(Supplied entries)

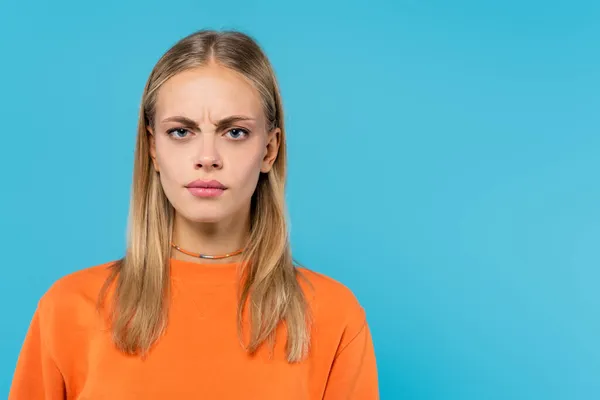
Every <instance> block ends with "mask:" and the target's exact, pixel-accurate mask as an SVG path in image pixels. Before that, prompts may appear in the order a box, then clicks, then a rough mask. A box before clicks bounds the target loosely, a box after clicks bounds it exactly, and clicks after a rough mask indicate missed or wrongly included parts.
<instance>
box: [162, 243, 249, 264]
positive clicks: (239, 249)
mask: <svg viewBox="0 0 600 400" xmlns="http://www.w3.org/2000/svg"><path fill="white" fill-rule="evenodd" d="M171 246H172V247H173V248H174V249H175V250H178V251H180V252H182V253H183V254H187V255H188V256H192V257H196V258H202V259H206V260H222V259H223V258H229V257H233V256H237V255H238V254H242V252H243V251H244V249H239V250H236V251H234V252H233V253H227V254H218V255H209V254H200V253H194V252H191V251H188V250H184V249H182V248H181V247H179V246H177V245H176V244H175V243H173V242H171Z"/></svg>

(End Supplied entries)

▶ [Your goal]: Repeat the full listing above without altering a word, and skip the pictures.

▶ [Exercise result]:
Every <instance> block ends with "mask:" and the target's exact, pixel-accurate mask as an SVG path in image pixels. Before that, prompts may appear in the order a box, then clicks, then a rough mask. A box before clicks bounds the target loosely, a box after clicks bounds it exactly, and clicks after a rough mask indicate missed or wrongly included parts.
<instance>
box: [162, 243, 249, 264]
positive clicks: (239, 249)
mask: <svg viewBox="0 0 600 400" xmlns="http://www.w3.org/2000/svg"><path fill="white" fill-rule="evenodd" d="M171 246H172V247H173V248H174V249H175V250H178V251H180V252H182V253H183V254H187V255H188V256H192V257H196V258H202V259H206V260H222V259H223V258H229V257H233V256H237V255H238V254H242V252H243V251H244V249H239V250H236V251H234V252H233V253H227V254H218V255H209V254H200V253H194V252H191V251H188V250H184V249H182V248H181V247H179V246H177V245H176V244H175V243H173V242H171Z"/></svg>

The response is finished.